* [Task description] Convert each line of the rows below into a Markdown table with the columns No. and Line, numbering the lines and omitting blank ones. Leave the pictures out of the table.
------------------------------
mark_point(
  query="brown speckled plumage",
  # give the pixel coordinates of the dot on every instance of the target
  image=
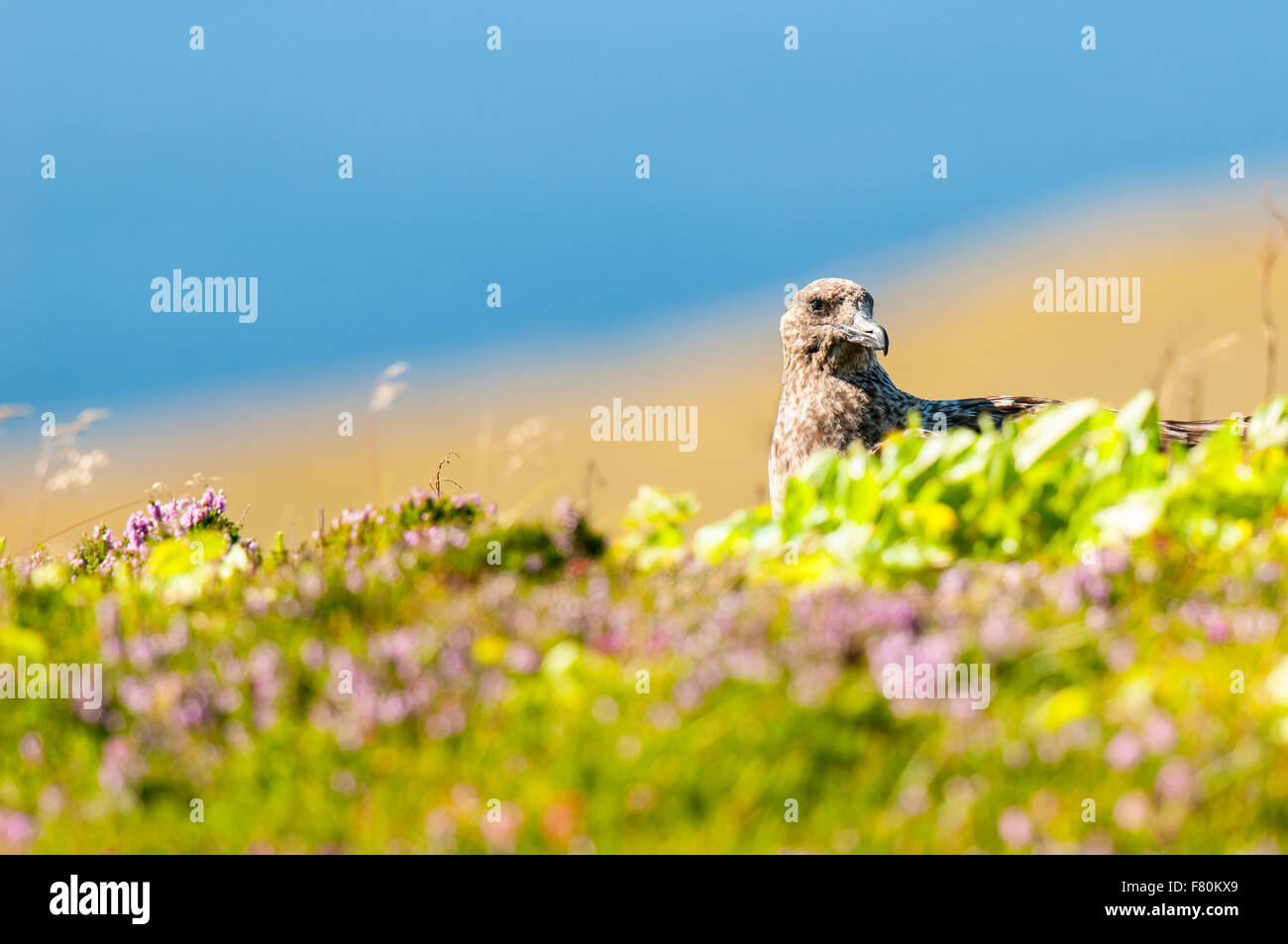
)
------------------------------
* [Reply]
| No. | Line |
|---|---|
| 1 | mark_point( |
| 2 |   query="brown speckled plumage", |
| 3 |   # give the pixel coordinates of the dot on every instance of the target |
| 4 |   image= |
| 5 | ) |